INPUT FOR THIS TASK
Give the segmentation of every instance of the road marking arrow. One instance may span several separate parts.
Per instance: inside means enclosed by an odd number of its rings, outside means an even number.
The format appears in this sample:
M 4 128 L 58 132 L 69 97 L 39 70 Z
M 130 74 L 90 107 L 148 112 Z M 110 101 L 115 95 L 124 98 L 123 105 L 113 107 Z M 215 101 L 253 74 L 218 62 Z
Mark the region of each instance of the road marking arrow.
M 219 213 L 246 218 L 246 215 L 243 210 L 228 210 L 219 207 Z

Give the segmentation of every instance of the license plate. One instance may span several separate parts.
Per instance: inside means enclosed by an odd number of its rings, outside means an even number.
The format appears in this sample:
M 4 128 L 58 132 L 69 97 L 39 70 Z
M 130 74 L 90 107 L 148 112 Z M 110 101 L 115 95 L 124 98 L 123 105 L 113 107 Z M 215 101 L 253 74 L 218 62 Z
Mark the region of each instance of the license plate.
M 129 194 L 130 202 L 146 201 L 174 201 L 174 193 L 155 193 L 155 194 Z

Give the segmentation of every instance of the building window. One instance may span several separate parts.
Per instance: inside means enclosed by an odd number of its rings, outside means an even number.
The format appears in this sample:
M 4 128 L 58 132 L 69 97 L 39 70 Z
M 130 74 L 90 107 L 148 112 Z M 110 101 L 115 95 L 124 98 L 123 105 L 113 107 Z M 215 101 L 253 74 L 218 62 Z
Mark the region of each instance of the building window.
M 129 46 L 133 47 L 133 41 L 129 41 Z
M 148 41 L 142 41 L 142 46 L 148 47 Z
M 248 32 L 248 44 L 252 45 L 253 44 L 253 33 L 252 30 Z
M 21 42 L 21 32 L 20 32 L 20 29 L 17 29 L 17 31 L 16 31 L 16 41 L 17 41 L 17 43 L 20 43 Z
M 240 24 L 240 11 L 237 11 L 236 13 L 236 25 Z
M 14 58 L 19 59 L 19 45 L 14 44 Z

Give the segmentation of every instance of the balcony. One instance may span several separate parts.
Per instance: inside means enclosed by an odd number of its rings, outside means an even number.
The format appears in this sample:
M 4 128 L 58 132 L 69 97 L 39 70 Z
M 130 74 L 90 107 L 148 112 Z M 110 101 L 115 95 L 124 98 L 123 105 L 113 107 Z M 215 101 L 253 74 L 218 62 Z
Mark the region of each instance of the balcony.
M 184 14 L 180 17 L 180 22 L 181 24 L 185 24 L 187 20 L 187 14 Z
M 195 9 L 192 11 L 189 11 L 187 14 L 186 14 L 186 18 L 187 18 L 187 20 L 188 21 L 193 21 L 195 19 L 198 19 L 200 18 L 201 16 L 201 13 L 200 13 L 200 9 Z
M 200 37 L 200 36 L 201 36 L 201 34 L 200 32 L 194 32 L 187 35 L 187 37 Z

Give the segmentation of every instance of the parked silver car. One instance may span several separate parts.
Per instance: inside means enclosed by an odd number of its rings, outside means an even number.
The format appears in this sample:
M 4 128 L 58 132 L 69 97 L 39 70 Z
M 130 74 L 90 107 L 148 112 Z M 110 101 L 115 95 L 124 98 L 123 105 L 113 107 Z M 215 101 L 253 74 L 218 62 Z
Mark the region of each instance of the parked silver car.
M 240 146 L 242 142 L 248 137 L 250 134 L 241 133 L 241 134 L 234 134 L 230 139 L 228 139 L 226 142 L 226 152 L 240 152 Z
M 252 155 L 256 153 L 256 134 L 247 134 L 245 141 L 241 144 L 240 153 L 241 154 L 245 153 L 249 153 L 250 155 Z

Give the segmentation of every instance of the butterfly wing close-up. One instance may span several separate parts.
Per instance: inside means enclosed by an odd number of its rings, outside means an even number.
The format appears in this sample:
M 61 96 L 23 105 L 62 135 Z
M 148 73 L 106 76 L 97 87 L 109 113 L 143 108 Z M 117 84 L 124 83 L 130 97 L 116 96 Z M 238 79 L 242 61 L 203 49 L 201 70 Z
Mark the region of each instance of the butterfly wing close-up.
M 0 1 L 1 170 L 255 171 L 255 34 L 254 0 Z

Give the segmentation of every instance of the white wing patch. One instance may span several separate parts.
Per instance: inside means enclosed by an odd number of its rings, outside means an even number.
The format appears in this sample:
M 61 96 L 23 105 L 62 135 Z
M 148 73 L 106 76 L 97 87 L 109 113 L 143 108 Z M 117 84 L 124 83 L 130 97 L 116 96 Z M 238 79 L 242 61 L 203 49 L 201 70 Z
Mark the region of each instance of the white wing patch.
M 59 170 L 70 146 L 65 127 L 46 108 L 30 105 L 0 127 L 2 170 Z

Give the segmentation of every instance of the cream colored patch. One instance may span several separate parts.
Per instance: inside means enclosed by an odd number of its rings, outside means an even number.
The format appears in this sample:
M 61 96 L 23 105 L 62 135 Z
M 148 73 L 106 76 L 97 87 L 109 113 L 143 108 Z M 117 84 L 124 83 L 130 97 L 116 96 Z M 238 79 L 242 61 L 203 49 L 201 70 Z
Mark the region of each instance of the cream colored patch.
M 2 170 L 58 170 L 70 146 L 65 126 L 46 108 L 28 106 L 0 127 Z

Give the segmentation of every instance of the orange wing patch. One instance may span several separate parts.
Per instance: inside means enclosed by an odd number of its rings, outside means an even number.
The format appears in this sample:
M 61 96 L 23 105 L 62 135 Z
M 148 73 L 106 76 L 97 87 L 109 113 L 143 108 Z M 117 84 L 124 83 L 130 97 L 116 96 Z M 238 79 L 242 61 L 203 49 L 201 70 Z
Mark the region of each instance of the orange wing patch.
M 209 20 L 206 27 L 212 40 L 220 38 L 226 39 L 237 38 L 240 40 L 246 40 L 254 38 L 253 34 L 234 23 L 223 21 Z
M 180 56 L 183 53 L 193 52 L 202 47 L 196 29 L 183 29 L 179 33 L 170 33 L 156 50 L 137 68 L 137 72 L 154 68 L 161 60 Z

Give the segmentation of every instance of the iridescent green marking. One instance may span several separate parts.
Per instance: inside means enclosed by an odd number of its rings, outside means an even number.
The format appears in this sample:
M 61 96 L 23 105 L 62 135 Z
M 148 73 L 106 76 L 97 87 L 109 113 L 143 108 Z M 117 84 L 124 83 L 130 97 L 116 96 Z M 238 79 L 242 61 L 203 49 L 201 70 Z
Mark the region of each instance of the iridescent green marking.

WHAT YOU SHOULD DO
Copy all of the material above line for line, with nothing changed.

SOLUTION BELOW
Give the segmentation of every instance of the road marking arrow. One instance may span several separate parts.
Per instance: inside means enclosed by an odd number of its rings, outside means an even number.
The format appears in this sample:
M 4 128 L 58 132 L 69 97 L 39 70 Z
M 130 74 L 90 107 L 148 112 Z M 110 101 L 115 95 L 124 98 L 123 105 L 113 107 Z M 215 101 L 253 74 L 218 62 Z
Mark the region of each instance of the road marking arrow.
M 219 213 L 246 218 L 246 215 L 243 210 L 228 210 L 219 207 Z

Give the segmentation of every instance of the license plate. One instance may span several separate parts.
Per instance: inside means enclosed by an odd number of its rings, outside means an even number.
The format appears in this sample:
M 4 128 L 58 132 L 69 97 L 39 70 Z
M 130 74 L 90 107 L 148 112 Z M 110 101 L 115 95 L 124 98 L 123 105 L 113 107 Z M 215 101 L 253 74 L 218 62 Z
Mark the region of each instance of the license plate.
M 129 194 L 130 202 L 146 201 L 174 201 L 174 193 L 155 193 L 155 194 Z

Give the segmentation of every instance of the building window. One instance may span several separate parts.
Per instance: inside means enclosed by an odd number of its rings, outside means an even number.
The format appears in this sample:
M 4 128 L 58 132 L 69 97 L 39 70 Z
M 130 74 L 90 107 L 148 112 Z M 110 101 L 115 95 L 124 98 L 123 105 L 113 107 Z M 215 101 L 253 74 L 218 62 Z
Mark the region of each instance of the building window.
M 129 46 L 133 47 L 133 41 L 129 41 Z
M 148 41 L 142 41 L 142 46 L 148 47 Z
M 248 32 L 248 44 L 252 45 L 253 44 L 253 33 L 252 30 Z
M 21 42 L 21 32 L 20 32 L 20 29 L 17 29 L 17 31 L 16 31 L 16 41 L 17 41 L 17 43 L 20 43 Z
M 240 24 L 240 11 L 237 11 L 236 13 L 236 25 Z
M 14 58 L 19 59 L 19 45 L 14 44 Z

Give the segmentation of every instance of the balcony. One instance may span several separate parts.
Per instance: inside means enclosed by an odd number of its rings, outside means an even number.
The format appears in this sample:
M 4 128 L 58 132 L 69 97 L 39 70 Z
M 130 74 L 90 107 L 148 112 Z M 110 101 L 115 95 L 124 98 L 123 105 L 113 107 Z M 215 101 L 253 74 L 218 62 Z
Mark the region of each instance of the balcony.
M 184 14 L 180 17 L 180 22 L 181 24 L 185 24 L 187 20 L 187 14 Z
M 195 9 L 192 11 L 189 11 L 187 14 L 186 14 L 186 18 L 187 18 L 187 20 L 188 21 L 193 21 L 195 19 L 198 19 L 200 18 L 201 16 L 201 13 L 200 13 L 200 9 Z
M 200 37 L 200 36 L 201 36 L 201 34 L 200 32 L 194 32 L 187 35 L 187 37 Z

Give the segmentation of every instance of the parked silver car. One instance may span several separate parts.
Per instance: inside means enclosed by an odd number of its rings, outside means an even number.
The format appears in this sample:
M 4 128 L 58 132 L 69 97 L 39 70 Z
M 130 74 L 90 107 L 148 112 Z M 110 101 L 115 95 L 124 98 L 123 105 L 113 107 Z M 215 101 L 253 74 L 218 62 Z
Mark the region of each instance of the parked silver car.
M 240 146 L 242 142 L 248 137 L 250 134 L 241 133 L 241 134 L 234 134 L 230 139 L 228 139 L 226 142 L 226 152 L 240 152 Z
M 252 155 L 256 153 L 256 134 L 247 134 L 245 141 L 241 144 L 240 153 L 241 154 L 245 153 L 249 153 L 250 155 Z

Give the segmentation of every instance of the butterfly wing close-up. One instance may span several separate parts.
Per instance: inside means enclosed by an odd number of its rings, outside means an even number.
The format appears in this sample:
M 61 96 L 23 105 L 62 135 Z
M 148 73 L 106 76 L 97 87 L 109 113 L 143 108 Z M 117 84 L 124 83 L 130 97 L 116 96 Z M 238 79 L 242 61 L 203 49 L 201 70 Z
Mark the region of each instance of the butterfly wing close-up.
M 0 1 L 1 170 L 255 171 L 255 34 L 254 0 Z

Give the segmentation of every instance of the white wing patch. One instance may span several separate parts.
Per instance: inside means enclosed by an odd number of its rings, outside means an even number.
The format appears in this sample:
M 61 96 L 23 105 L 62 135 Z
M 148 73 L 106 76 L 97 87 L 109 113 L 143 108 Z M 117 84 L 124 83 L 130 97 L 116 96 Z M 238 79 L 242 61 L 203 49 L 201 70 Z
Mark the region of each instance of the white wing patch.
M 59 170 L 70 146 L 65 127 L 46 108 L 30 105 L 0 127 L 2 170 Z

Give the segmentation of every instance of the cream colored patch. One instance may span several separate parts.
Per instance: inside means enclosed by an odd number of its rings, outside means an even number.
The format appears in this sample:
M 61 96 L 23 105 L 62 135 Z
M 148 73 L 106 76 L 97 87 L 109 113 L 143 108 Z M 117 84 L 124 83 L 130 97 L 116 96 Z M 238 79 L 242 61 L 203 49 L 201 70 Z
Mark the region of each instance of the cream colored patch.
M 2 170 L 58 170 L 70 146 L 65 126 L 46 108 L 28 106 L 0 127 Z

Give the segmentation of every instance of the orange wing patch. One instance may span several separate parts.
Per instance: inside means enclosed by an odd number of its rings, outside means an even number.
The format appears in this sample:
M 61 96 L 23 105 L 62 135 Z
M 148 73 L 106 76 L 97 87 L 109 113 L 143 108 Z M 117 84 L 124 83 L 130 97 L 116 96 Z M 238 79 L 242 61 L 203 49 L 201 70 Z
Mark the region of each instance of the orange wing patch.
M 209 20 L 206 27 L 212 40 L 220 38 L 226 39 L 237 38 L 240 40 L 246 40 L 254 38 L 253 34 L 234 23 L 223 21 Z
M 180 56 L 183 53 L 193 52 L 202 47 L 196 29 L 183 29 L 179 33 L 170 33 L 156 50 L 137 68 L 137 72 L 154 68 L 161 60 Z

Give the segmentation of every instance of the iridescent green marking. One instance may span several separate parts.
Per instance: inside means enclosed by an odd number of its rings, outside means an even number.
The format appears in this sample:
M 61 96 L 23 105 L 62 135 Z
M 148 73 L 106 76 L 97 87 L 109 113 L 143 108 Z M 117 84 L 124 83 L 130 97 L 116 96 Z M 238 79 L 242 61 L 203 49 L 201 70 Z
Mark the region of each instance of the iridescent green marking.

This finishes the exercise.